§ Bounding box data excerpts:
══════════
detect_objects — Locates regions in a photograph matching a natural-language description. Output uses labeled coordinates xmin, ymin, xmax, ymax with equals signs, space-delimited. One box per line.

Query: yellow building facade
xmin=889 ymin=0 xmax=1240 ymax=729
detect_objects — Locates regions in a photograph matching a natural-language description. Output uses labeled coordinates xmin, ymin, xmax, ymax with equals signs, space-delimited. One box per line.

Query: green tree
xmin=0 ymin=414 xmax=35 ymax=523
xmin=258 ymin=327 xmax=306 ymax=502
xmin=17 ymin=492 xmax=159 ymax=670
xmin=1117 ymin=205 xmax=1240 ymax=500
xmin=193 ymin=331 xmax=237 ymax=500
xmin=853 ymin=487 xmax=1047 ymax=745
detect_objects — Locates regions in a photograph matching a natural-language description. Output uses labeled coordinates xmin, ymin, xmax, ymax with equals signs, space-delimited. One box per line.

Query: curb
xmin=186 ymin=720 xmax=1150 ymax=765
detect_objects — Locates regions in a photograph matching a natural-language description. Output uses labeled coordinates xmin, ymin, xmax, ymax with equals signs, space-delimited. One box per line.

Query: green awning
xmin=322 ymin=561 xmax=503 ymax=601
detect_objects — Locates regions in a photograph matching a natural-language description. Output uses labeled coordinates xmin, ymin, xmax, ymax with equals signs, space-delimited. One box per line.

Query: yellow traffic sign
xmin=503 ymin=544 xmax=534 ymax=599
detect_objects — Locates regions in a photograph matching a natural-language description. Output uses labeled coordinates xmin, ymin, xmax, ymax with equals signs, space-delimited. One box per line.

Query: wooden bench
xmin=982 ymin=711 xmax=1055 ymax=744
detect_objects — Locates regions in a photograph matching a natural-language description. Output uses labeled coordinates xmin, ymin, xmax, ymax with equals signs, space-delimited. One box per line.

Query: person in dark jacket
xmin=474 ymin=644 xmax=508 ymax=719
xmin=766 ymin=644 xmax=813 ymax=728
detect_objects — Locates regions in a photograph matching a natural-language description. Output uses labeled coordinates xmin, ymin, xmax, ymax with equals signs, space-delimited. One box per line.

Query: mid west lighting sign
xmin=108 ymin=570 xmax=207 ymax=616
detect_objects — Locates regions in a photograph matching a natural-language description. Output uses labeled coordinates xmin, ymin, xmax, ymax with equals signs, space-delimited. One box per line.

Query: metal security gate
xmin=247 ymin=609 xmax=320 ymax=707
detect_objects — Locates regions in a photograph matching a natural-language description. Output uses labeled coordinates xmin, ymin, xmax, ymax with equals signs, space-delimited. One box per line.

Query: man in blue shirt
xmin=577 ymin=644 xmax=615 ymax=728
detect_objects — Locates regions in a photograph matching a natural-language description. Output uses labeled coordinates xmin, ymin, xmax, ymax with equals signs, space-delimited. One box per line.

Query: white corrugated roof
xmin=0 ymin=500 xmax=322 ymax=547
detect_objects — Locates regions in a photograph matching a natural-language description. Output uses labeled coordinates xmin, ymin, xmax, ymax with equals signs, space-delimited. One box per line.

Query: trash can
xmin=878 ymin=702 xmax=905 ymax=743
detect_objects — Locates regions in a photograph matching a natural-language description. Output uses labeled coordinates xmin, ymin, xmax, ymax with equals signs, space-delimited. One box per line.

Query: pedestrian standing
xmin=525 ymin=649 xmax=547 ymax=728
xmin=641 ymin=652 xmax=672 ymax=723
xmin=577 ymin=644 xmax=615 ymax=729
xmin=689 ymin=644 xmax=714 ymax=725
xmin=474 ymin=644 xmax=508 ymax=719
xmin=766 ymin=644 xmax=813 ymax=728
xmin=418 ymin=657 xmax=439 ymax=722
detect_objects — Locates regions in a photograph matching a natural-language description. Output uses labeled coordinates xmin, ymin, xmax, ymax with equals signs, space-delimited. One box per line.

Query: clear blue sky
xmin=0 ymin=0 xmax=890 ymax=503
══════════
§ Given request:
Pick out every line in the items above that contains the string "green", and copy each one. Case counts.

§ Finished task:
Query: green tree
Query: green awning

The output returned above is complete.